== DATASET EXCERPTS ==
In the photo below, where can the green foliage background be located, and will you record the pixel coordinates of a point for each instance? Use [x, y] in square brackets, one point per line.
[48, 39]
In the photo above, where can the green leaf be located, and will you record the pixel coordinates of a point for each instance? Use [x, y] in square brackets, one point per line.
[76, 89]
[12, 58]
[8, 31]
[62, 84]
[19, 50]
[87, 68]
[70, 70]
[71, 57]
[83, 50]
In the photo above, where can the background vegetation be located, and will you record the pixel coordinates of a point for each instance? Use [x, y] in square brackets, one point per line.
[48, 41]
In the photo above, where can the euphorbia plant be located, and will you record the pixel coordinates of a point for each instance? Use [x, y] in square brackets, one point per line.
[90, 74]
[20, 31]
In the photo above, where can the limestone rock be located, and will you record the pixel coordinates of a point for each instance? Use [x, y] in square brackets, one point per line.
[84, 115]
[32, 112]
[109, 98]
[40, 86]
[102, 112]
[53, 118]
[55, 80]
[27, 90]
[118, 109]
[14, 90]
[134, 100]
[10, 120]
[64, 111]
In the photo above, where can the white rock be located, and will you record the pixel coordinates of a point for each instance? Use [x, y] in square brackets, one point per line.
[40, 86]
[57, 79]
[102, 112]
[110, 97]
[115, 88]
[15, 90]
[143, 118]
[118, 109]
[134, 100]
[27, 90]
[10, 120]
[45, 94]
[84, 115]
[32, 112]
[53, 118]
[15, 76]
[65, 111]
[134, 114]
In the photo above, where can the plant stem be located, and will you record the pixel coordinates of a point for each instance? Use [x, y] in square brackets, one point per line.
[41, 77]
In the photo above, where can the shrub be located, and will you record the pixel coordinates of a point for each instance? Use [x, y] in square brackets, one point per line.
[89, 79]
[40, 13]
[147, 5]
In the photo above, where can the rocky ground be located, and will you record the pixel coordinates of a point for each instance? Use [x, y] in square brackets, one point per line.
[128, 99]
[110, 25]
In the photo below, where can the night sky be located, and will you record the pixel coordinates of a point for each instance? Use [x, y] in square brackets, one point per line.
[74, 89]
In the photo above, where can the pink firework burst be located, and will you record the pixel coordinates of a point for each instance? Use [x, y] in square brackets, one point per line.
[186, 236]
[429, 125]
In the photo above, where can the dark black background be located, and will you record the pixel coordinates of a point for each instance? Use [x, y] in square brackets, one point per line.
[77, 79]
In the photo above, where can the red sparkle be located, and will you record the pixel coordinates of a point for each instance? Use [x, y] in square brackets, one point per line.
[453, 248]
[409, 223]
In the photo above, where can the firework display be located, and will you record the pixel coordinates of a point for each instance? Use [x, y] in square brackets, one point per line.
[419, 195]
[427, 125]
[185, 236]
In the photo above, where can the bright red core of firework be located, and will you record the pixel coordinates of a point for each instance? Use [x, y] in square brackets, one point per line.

== WHAT TO WORK ON ==
Every entry should be restated word for word.

== RESULT ==
In the photo below, where can the green foliage background be located, and will you record the pixel coordinates of a point for each instance? Use [x, y] in square brackets, one point per line.
[48, 39]
In the photo above, where can the green leaf be located, and will you record the pixel coordinates of a point for each instance? Use [x, y] in square brackets, one point per line.
[76, 89]
[12, 58]
[8, 31]
[62, 84]
[19, 50]
[87, 68]
[70, 70]
[71, 57]
[83, 50]
In the photo above, where can the background vegetation be located, and will you record the pixel coordinates of a point for each instance? Use [x, y] in square brackets, one point per line.
[48, 41]
In the photo above, where can the euphorbia plant be located, and will you record the pixel coordinates of a point for each instance? Use [x, y] in square brackets, one point per line.
[90, 74]
[20, 31]
In the photo above, where can the limestone rock be located, and will you record the pixel coordinates of a point for each instance? Use [x, y] in square brackets, one point per line.
[84, 115]
[32, 112]
[109, 98]
[40, 86]
[102, 112]
[53, 118]
[55, 80]
[27, 90]
[118, 109]
[14, 90]
[134, 100]
[10, 120]
[64, 111]
In the photo above, where can the white rock be located, and will you record the pixel coordinates of a point for each instance? Use [x, y] in square brackets, one point per line.
[40, 86]
[57, 79]
[102, 112]
[110, 97]
[115, 88]
[15, 90]
[143, 118]
[118, 109]
[134, 100]
[27, 90]
[10, 120]
[45, 94]
[84, 115]
[32, 112]
[53, 118]
[15, 76]
[65, 111]
[134, 114]
In the photo above, where can the plant stem be located, and will you record the pixel coordinates of a point for each instance? Use [x, y] in square brackets, one point per line.
[41, 77]
In the photo above, where can the shrub be located, and will you record the pixel coordinates of a point for each instance? Use [x, y] in square brackets, one point per line.
[89, 79]
[40, 13]
[147, 5]
In the photo above, where can the rocky ground be located, and will you record the pixel coordinates of a point for each instance? Use [x, y] in square brackets, one point per line.
[128, 99]
[110, 25]
In the photo below, where can the night sky be located, and will you record the pixel coordinates of a point for each instance? Use [x, y] in square brackets, one point per line.
[74, 89]
In the photo above, where can the pink firework burst be located, and will you record the pixel coordinates of a point for each instance? Use [x, y] in square brackets, one point per line.
[186, 236]
[429, 125]
In the photo above, where can the dark black background be located, and will you record the pixel coordinates of a point for each instance? Use [x, y] in square brackets, one point per line.
[77, 79]
In the photo above, where can the red sparkle be located, and will you record the pixel coordinates of a point for each instance? Use [x, y] in square brackets, one point per line.
[453, 248]
[409, 223]
In the photo above, where can the firework display be located, and will you record the pixel coordinates of a point for each instance? Use [x, y] in square brackets, one point per line.
[419, 195]
[427, 125]
[185, 236]
In the photo above, where can the bright red core of firework be located, and will you record the pixel coordinates of a point for each instance? Use [x, y] in square brackets, one point per line.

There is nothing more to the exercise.